■ Listed records

--------------------

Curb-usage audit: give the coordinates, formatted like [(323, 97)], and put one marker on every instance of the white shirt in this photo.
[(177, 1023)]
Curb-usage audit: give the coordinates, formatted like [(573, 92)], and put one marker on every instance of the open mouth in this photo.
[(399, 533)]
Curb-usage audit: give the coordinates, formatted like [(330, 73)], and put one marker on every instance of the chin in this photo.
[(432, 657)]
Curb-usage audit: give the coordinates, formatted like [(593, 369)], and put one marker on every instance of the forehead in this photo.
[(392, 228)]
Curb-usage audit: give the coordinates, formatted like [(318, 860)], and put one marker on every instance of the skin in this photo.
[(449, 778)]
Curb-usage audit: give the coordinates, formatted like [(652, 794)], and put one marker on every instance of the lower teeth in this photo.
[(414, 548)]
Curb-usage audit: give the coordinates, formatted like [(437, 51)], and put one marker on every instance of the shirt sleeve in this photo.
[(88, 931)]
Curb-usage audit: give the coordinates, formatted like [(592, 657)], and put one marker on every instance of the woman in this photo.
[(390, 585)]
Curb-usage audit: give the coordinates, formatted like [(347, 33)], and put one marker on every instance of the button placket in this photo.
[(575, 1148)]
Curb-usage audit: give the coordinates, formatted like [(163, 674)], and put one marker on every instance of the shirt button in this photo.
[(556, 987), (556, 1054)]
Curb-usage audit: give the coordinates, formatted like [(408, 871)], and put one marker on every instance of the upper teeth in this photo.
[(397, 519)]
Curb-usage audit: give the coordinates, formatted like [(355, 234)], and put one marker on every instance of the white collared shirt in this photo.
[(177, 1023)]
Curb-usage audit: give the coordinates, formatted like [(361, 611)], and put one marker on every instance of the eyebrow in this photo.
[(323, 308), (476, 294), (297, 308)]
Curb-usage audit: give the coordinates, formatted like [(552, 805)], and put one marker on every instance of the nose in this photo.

--------------------

■ Your instructions
Transcribe all of the data so that each line matches the source exactly.

■ Final answer
Curb-usage audit: give the coordinates, formatted like [(323, 97)], and put one marker on every instance of the white shirt in this photo.
[(177, 1023)]
Curb-usage audit: give the coordinates, formatted like [(573, 92)], and put one marker on every instance of the open mouth in this photo.
[(399, 533)]
Curb-usage audit: give the coordinates, formatted like [(330, 73)], and put one marker on every instance of the chin in this photo.
[(432, 657)]
Curb-usage audit: give the coordinates, formatted like [(593, 369)], and put one marker on every instance of the forehead in this photo.
[(392, 228)]
Curb-usage audit: give the coordinates, formatted like [(318, 860)], and put one marker on every instance of the skin in this photo.
[(449, 778)]
Curb-usage audit: give the coordinates, formatted like [(652, 794)], and put one marker on every instance of the lower teeth in this photo.
[(414, 548)]
Curb-usage audit: give the coordinates, formatted like [(437, 51)], and put one marker on every instance of the shirt sleeve in this photo.
[(88, 931)]
Curb-usage audit: give the coordinates, formatted like [(592, 657)], and put one marker on every instance of the woman in this photo.
[(390, 585)]
Curb-usage audit: give the coordinates, formatted like [(347, 33)], and put one marker on every instance of the button placket in this photo.
[(575, 1148)]
Curb-usage audit: give the coordinates, formatted like [(163, 674)], and put one marker on every instance of the shirt button in this photo.
[(556, 987), (556, 1054)]
Curb-usage audit: give the coordinates, formatted like [(408, 871)], and put one marker on every instance of the upper teeth in this photo.
[(397, 519)]
Curb-usage audit: give the coordinates, formatted like [(355, 234)], and put one marker on every instance of the white collared shirt in this photo.
[(177, 1023)]
Curb-usage audit: give the coordinates, formatted like [(361, 611)], and put one marker on every instance of the eyebrow in this photo.
[(323, 308), (476, 294), (297, 308)]
Curb-usage audit: give the coordinates, formatted like [(552, 805)], and put one marker on every instance of the nose in this photo.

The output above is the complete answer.